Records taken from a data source
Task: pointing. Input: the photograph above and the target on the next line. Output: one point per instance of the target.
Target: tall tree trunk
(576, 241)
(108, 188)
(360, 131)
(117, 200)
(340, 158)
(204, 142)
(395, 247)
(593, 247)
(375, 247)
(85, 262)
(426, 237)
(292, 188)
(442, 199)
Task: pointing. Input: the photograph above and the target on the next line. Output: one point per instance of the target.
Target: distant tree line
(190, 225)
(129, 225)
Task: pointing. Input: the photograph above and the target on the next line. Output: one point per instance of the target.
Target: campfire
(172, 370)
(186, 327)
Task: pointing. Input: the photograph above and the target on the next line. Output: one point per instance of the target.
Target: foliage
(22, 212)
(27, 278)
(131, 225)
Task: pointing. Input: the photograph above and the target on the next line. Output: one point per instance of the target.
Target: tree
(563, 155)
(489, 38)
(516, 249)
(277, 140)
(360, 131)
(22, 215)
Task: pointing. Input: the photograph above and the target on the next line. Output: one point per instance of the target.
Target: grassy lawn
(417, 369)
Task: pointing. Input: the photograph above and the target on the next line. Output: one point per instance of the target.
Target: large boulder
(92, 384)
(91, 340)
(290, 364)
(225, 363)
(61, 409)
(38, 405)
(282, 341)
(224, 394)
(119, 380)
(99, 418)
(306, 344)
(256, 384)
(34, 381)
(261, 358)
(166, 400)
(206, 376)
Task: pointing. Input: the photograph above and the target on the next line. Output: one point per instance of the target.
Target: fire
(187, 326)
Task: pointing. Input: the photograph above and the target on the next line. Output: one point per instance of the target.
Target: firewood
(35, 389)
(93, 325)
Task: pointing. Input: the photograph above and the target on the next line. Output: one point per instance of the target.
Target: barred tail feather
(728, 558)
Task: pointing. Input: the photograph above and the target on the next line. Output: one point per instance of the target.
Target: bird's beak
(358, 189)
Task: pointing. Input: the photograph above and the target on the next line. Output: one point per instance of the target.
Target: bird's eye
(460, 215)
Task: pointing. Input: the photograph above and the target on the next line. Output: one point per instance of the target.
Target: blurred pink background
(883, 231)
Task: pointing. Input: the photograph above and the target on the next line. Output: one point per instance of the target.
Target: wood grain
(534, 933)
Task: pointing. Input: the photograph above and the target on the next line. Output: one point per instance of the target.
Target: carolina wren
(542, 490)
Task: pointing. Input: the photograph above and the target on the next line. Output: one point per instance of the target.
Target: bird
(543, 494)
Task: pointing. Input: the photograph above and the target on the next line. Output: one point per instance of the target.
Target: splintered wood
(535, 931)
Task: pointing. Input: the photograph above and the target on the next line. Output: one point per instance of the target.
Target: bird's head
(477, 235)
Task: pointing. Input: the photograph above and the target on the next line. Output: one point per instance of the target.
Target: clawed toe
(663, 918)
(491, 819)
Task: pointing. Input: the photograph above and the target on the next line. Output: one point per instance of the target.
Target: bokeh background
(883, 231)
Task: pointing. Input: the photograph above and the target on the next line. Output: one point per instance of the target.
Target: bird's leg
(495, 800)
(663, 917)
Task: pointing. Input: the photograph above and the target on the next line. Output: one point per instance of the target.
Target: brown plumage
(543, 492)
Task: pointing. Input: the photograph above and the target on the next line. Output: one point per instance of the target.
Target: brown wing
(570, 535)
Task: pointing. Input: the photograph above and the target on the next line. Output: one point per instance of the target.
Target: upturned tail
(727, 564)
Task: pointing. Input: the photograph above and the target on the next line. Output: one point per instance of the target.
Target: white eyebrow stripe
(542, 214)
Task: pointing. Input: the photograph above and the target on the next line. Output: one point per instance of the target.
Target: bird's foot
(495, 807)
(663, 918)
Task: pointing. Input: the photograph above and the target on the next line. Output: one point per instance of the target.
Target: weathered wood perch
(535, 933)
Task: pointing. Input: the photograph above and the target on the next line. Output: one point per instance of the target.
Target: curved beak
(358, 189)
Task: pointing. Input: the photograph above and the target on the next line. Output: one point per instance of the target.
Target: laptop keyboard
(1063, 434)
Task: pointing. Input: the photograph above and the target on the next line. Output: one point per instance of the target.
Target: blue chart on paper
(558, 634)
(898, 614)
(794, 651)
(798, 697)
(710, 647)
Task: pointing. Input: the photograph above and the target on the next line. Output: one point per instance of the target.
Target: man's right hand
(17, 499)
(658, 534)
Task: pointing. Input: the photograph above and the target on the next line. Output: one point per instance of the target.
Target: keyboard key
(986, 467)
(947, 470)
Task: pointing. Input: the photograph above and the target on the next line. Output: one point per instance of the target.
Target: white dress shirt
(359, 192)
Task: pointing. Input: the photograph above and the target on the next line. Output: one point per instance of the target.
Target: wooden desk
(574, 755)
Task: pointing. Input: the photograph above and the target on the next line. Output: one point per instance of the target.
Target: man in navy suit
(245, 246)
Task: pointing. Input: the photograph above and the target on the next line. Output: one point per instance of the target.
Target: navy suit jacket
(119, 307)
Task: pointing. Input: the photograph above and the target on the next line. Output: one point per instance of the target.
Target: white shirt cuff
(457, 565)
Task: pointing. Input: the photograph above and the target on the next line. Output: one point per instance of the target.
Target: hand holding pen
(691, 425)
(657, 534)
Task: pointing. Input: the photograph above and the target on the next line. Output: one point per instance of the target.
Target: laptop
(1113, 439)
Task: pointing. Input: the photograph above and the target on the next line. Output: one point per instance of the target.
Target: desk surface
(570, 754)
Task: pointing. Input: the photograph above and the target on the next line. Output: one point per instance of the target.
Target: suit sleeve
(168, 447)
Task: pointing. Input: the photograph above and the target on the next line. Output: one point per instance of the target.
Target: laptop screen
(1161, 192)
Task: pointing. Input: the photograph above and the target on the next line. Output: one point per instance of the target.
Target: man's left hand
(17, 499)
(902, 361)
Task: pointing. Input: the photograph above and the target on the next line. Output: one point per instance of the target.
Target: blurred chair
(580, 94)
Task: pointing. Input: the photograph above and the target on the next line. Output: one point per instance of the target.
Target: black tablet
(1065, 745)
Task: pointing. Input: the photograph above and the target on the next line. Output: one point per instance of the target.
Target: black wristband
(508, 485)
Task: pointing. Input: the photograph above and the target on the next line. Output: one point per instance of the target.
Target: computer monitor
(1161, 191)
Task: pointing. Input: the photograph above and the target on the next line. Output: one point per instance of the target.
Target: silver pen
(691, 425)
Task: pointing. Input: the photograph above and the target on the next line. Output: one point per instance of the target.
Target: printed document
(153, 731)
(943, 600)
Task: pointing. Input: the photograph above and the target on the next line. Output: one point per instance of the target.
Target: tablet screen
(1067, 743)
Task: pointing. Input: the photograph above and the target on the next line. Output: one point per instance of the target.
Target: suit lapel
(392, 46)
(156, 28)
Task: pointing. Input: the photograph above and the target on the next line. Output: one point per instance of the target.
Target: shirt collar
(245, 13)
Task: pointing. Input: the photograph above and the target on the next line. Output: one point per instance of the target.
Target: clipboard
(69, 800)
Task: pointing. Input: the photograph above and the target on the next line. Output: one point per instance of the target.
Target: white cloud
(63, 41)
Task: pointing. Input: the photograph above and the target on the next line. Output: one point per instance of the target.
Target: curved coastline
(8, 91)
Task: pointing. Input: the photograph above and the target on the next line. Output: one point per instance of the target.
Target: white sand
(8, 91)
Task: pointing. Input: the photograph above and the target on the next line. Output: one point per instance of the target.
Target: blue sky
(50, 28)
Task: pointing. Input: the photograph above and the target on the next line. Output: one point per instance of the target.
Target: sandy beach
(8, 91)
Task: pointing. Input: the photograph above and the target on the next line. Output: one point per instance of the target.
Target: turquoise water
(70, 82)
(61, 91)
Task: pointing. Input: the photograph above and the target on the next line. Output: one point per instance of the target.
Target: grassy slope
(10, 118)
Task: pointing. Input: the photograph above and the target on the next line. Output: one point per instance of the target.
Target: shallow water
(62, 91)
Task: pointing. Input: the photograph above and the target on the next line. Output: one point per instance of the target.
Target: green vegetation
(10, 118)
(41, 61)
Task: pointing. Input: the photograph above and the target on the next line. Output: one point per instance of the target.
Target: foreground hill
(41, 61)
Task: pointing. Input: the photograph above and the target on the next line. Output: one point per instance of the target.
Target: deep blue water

» **Stated problem**: Select each line in the listing above that contains the word "grassy" and copy those lines.

» **Finished answer**:
Target: grassy lawn
Target: grassy slope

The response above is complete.